* Exercises to complete:
• A. In the Keweenaw County passage, echo the text between "Michigan Gubernatorial election" and "cities and townships.", inclusive.
• B. Using the Keweenaw County passage, explain in one to three sentences why duties such as police, fire service, and zoning are not among the county government's responsibilities.

* Passage:
United States Senate election results for Keweenaw County, Michigan1
| Year | Republican |  | Democratic |  | Third party(ies) |  |
| No. | % | No. | % | No. | % |
| 2024 | 882 | 55.65% | 665 | 41.96% | 38 | 2.40% |

Michigan Gubernatorial election results for Keweenaw County
| Year | Republican |  | Democratic |  | Third party(ies) |  |
| No. | % | No. | % | No. | % |
| 2022 | 701 | 50.43% | 666 | 47.91% | 23 | 1.65% |

==Government==
The county government operates the jail, maintains rural roads, operates the major local courts, records deeds, mortgages, and vital records, administers public health regulations, and participates with the state in the provision of social services. The county board of commissioners controls the budget and has limited authority to make laws or ordinances. In Michigan, most local government functions—police and fire, building and zoning, tax assessment, street maintenance, etc.—are the responsibility of individual cities and townships.

* Listed entries:
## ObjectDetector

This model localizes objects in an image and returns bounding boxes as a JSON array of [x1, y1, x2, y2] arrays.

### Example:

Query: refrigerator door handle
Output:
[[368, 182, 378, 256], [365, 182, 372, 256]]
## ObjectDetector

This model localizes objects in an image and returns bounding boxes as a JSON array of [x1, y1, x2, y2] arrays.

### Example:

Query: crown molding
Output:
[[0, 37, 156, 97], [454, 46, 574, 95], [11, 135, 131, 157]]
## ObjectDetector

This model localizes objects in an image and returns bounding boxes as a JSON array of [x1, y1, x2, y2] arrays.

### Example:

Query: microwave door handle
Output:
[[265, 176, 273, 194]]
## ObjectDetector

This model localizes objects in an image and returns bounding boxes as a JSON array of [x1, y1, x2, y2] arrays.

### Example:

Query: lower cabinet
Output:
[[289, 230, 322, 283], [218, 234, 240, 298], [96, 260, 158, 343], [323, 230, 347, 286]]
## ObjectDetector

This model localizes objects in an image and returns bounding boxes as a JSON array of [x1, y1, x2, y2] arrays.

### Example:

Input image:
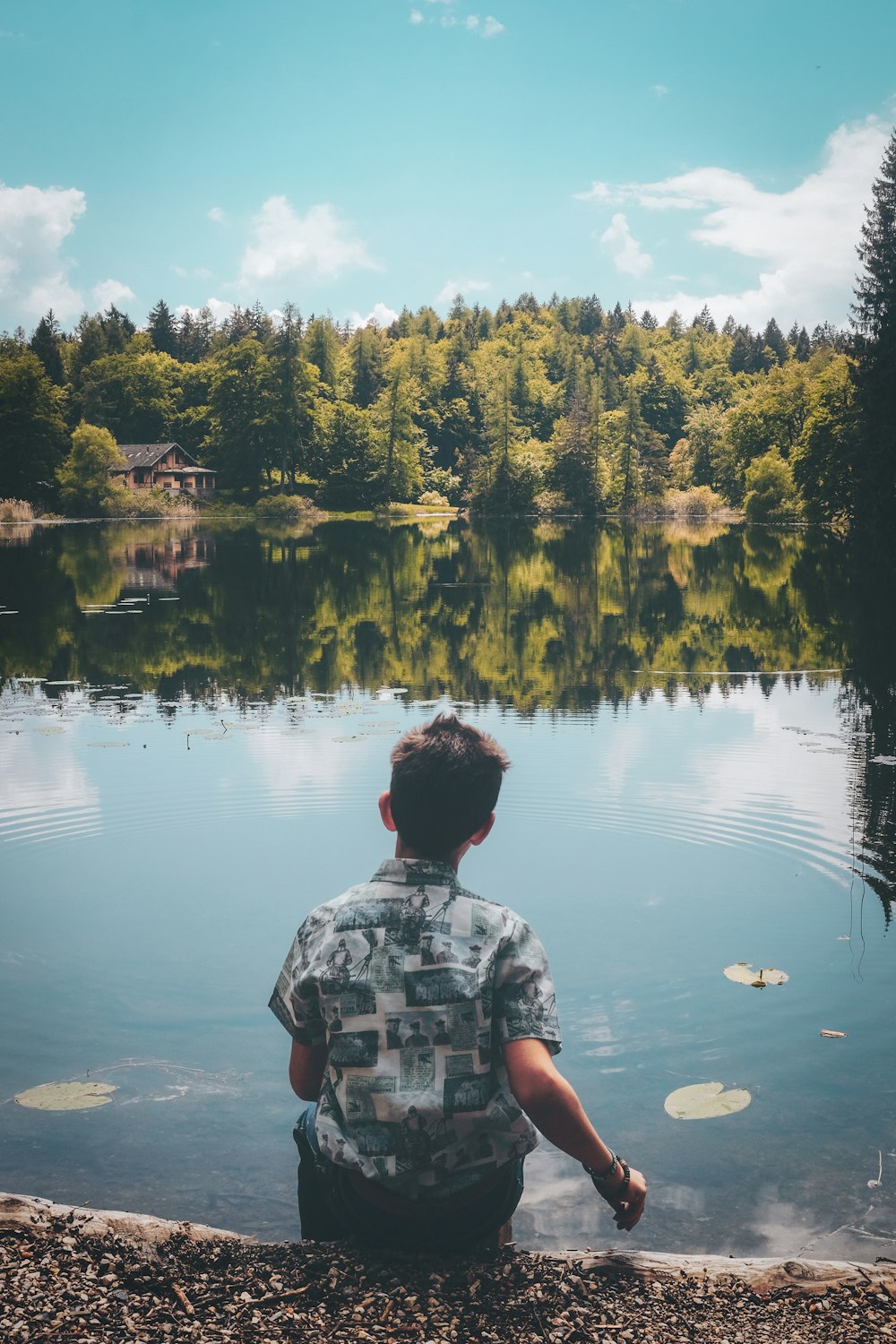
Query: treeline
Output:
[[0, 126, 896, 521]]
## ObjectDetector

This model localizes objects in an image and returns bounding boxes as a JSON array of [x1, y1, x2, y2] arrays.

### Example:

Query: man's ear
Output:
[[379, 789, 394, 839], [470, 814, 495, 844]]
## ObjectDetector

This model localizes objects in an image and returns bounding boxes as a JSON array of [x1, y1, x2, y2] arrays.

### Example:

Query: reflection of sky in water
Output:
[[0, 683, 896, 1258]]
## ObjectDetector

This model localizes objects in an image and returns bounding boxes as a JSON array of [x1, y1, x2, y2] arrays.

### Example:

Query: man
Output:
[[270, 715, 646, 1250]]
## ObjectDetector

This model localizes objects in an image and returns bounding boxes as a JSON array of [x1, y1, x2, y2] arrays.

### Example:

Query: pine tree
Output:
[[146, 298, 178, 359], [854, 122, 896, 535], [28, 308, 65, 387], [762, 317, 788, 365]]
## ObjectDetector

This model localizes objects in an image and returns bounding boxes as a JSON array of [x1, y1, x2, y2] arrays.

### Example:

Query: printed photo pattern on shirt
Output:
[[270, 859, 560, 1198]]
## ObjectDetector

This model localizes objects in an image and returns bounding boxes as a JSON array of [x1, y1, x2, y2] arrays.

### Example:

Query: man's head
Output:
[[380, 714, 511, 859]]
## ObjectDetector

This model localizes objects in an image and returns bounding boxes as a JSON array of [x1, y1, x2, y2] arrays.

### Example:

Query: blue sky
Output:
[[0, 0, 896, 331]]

==

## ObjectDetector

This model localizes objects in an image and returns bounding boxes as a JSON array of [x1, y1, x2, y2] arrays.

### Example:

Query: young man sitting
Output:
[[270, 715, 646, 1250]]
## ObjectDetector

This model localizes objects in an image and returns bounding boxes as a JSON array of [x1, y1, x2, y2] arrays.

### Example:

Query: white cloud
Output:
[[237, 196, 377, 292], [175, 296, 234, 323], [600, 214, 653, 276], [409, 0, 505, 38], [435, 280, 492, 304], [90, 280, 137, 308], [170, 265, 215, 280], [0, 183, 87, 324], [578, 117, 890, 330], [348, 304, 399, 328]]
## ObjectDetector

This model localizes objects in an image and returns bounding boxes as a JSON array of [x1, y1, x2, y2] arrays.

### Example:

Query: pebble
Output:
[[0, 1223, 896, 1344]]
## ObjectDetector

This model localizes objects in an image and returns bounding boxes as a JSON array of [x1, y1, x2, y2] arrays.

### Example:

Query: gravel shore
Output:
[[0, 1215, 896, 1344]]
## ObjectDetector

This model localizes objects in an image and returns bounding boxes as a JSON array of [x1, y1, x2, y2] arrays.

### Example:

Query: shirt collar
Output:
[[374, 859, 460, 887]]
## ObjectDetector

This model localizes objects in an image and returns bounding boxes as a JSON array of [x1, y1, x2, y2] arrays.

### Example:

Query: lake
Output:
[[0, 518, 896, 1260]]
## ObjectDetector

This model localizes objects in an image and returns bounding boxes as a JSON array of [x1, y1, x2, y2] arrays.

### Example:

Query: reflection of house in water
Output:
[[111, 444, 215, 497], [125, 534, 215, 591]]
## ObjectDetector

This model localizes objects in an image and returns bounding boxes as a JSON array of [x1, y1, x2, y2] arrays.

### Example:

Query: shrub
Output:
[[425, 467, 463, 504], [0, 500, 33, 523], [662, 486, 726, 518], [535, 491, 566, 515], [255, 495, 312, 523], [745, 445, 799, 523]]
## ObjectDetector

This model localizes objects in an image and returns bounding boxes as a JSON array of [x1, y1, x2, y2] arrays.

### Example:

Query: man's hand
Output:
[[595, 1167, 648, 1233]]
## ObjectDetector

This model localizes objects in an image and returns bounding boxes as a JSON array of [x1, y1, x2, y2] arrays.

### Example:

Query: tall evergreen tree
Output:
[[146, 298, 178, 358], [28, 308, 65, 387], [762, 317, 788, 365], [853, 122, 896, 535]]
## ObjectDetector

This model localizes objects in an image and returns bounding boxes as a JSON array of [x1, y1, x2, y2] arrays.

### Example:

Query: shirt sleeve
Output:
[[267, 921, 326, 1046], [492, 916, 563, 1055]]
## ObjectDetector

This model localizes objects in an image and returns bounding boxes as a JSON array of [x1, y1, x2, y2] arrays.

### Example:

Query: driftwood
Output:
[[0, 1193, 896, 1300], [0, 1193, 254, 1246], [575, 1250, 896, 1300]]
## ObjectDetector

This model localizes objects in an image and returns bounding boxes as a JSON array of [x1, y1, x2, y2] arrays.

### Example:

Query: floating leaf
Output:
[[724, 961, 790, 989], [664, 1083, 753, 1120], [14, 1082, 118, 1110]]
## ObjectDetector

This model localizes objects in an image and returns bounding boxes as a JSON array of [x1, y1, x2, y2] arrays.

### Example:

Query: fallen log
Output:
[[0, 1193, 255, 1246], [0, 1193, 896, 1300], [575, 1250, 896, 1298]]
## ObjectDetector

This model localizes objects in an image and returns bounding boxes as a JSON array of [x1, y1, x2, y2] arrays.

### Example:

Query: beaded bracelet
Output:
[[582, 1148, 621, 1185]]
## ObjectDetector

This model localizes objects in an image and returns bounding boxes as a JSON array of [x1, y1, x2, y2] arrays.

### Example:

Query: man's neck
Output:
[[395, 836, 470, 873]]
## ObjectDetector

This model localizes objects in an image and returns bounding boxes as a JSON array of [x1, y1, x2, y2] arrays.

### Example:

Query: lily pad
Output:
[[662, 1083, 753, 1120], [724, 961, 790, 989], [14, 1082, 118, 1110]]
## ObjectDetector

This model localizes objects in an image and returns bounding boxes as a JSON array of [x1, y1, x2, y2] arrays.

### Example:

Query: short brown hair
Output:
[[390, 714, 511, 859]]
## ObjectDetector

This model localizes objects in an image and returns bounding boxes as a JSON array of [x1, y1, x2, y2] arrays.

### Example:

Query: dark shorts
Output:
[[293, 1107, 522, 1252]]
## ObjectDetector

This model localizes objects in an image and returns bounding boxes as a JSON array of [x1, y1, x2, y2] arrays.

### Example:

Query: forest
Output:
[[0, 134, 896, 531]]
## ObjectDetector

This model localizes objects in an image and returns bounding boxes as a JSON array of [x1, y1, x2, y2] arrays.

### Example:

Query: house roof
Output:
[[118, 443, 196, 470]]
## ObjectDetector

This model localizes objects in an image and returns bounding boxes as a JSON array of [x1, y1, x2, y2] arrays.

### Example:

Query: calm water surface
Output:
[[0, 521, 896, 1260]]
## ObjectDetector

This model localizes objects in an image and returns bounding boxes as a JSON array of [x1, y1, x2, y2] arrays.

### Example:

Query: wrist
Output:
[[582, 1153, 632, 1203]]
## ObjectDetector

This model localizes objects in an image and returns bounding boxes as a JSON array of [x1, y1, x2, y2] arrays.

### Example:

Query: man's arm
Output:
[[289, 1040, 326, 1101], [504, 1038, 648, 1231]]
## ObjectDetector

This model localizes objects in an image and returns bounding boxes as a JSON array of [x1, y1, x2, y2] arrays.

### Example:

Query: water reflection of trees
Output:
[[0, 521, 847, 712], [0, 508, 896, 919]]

* * *

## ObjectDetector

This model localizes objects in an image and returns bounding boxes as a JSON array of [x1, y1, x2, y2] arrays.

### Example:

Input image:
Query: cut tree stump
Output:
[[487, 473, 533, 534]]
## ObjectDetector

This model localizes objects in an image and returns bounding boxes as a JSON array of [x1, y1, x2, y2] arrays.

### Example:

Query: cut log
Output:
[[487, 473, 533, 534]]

* Answers to the tasks:
• A.
Michigan Gubernatorial election results for Keweenaw County
| Year | Republican |  | Democratic |  | Third party(ies) |  |
| No. | % | No. | % | No. | % |
| 2022 | 701 | 50.43% | 666 | 47.91% | 23 | 1.65% |

==Government==
The county government operates the jail, maintains rural roads, operates the major local courts, records deeds, mortgages, and vital records, administers public health regulations, and participates with the state in the provision of social services. The county board of commissioners controls the budget and has limited authority to make laws or ordinances. In Michigan, most local government functions—police and fire, building and zoning, tax assessment, street maintenance, etc.—are the responsibility of individual cities and townships.

• B. The passage says that in Michigan most local government functions, including police and fire, building and zoning, tax assessment, and street maintenance, are the responsibility of individual cities and townships. The county instead runs the jail, maintains rural roads, operates the major local courts, keeps records, administers public health regulations, and helps the state provide social services.